This Cuban Grilled Chicken is marinated in a zesty mojo of citrus and spices, perfect for quick dinners or festive gatherings.
Prep Time 15 minutes
Cook Time 15 minutes
Total Time 1 hour
Servings: 4 servings
Course: Dinner, Main Course
Cuisine: Caribbean, Cuban
Calories: 320

Ingredients
  

Main Ingredients
  • 2 pounds boneless, skinless chicken thighs or breasts Thighs stay juicier; breasts are leaner.
  • 1 cup freshly squeezed orange juice Or a mix of orange and lime for punchier acidity.
  • 1/4 cup olive oil Or avocado oil for higher-heat grilling.
  • 6 cloves garlic, minced Roast a few for sweetness if you like.
  • 2 teaspoons ground cumin
  • 1 teaspoon smoked paprika Or regular paprika.
  • 1/2 cup chopped fresh cilantro Or parsley for a milder herb note.
  • 1 teaspoon dried oregano
  • 1 teaspoon kosher salt Plus more to taste.
  • 1/2 teaspoon freshly ground black pepper
  • 1 tablespoon honey or brown sugar Optional — balances acidity and creates nice caramelization.

Method
 

Preparation
  1. In a medium bowl, whisk together orange juice, olive oil, minced garlic, cumin, smoked paprika, oregano, honey (if using), salt, pepper, and zest.
  2. Taste and adjust seasoning; the mojo should be bright and slightly savory.
  3. Place the chicken in a resealable bag or shallow dish and pour over the mojo, turning to coat.
  4. Refrigerate for at least 30 minutes, ideally 2–8 hours.
Cooking
  1. Preheat your grill to medium-high heat (about 400°F) and lightly oil the grates.
  2. Shake off excess marinade and place the chicken on the grill.
  3. Cook thighs for about 6–8 minutes per side and breasts for about 5–7 minutes per side, until the internal temperature reaches 165°F.
  4. Transfer to a cutting board and let the chicken rest for 5 minutes.
  5. Slice across the grain for the best texture.
Serving
  1. Sprinkle with chopped cilantro and additional lime or orange if desired. Serve warm.

Notes

For low-sodium version, reduce salt and add low-sodium soy sauce for umami. Healthier swap: use skinless chicken breasts.

■ Material supplied:
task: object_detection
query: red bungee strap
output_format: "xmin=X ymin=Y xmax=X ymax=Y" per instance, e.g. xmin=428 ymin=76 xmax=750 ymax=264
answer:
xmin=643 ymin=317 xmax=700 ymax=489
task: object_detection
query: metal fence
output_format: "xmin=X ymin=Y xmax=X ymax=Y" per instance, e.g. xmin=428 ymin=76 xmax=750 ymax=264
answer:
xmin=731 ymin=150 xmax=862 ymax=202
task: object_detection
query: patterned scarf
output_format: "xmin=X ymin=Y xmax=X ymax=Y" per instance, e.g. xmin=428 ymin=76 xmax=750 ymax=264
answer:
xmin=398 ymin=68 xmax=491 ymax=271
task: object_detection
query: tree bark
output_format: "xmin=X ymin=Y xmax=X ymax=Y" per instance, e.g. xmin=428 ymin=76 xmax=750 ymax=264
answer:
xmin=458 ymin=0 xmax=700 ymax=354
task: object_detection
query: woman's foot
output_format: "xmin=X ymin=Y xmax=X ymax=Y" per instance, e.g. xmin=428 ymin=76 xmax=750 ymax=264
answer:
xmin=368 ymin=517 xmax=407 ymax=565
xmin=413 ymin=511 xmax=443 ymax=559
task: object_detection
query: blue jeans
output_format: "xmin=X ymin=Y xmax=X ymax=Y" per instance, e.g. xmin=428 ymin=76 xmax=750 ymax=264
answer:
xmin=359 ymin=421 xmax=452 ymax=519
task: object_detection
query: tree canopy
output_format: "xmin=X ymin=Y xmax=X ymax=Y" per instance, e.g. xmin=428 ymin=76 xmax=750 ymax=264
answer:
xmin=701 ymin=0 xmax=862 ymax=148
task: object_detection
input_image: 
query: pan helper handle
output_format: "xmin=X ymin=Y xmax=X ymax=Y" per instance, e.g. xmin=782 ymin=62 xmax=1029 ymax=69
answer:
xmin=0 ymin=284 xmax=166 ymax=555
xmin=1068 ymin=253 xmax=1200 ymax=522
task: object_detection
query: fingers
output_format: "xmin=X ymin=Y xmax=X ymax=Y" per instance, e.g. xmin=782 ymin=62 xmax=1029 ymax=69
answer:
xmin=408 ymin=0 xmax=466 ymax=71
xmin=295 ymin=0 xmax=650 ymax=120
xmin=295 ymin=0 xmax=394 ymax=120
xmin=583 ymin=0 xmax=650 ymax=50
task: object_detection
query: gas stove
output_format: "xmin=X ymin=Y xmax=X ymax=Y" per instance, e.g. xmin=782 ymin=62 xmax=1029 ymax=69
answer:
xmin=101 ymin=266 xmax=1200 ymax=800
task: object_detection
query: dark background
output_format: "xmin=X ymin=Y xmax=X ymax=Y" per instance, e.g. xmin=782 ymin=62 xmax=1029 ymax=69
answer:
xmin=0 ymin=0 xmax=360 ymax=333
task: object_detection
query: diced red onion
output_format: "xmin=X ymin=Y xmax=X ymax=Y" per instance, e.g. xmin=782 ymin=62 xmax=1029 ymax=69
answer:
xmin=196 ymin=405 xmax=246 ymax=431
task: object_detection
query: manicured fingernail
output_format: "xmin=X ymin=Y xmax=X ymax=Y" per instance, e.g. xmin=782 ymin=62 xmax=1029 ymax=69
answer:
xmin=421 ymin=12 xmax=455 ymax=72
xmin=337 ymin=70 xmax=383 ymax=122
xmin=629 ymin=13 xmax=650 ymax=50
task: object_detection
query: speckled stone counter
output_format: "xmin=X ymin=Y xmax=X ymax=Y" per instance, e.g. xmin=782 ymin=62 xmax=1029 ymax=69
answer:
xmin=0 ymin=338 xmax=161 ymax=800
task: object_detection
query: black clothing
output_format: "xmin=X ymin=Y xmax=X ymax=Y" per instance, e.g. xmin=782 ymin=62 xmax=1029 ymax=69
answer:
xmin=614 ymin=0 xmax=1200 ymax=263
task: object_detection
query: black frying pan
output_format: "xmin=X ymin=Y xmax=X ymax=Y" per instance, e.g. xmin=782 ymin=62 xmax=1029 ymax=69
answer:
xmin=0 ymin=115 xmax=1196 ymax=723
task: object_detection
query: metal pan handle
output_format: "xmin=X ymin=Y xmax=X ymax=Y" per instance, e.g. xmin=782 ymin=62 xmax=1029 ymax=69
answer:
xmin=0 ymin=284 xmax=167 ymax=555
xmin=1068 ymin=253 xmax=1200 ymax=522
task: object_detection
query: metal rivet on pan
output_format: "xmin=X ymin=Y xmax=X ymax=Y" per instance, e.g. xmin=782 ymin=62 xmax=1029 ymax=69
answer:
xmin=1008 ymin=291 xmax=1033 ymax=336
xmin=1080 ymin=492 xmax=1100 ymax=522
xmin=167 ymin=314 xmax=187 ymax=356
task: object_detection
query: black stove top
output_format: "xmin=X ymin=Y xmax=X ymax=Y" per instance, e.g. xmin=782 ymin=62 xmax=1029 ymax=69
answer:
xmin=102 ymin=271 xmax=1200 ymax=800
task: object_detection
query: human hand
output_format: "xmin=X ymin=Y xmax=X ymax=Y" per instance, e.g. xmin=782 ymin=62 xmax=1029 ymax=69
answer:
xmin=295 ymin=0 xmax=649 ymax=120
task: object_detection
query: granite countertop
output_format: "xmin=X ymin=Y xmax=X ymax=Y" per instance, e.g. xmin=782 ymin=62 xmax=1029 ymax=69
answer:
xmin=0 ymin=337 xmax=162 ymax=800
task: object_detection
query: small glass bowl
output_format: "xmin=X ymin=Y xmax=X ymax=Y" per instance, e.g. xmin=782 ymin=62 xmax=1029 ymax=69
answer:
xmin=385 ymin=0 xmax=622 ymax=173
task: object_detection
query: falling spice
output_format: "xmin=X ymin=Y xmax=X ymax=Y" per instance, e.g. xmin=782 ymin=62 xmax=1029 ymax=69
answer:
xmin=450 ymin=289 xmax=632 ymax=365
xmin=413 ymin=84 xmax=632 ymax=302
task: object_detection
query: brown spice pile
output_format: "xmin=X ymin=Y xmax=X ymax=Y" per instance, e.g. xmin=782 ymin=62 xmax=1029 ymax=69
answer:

■ What is asked:
1. In the grilled chicken recipe, what internal temperature should the chicken reach on the grill?
2. Why does the grilled chicken recipe suggest adding the optional honey or brown sugar?
The rows have nothing to do with the recipe.

■ Solutions for each task:
1. 165°F.

2. It balances the acidity and creates nice caramelization.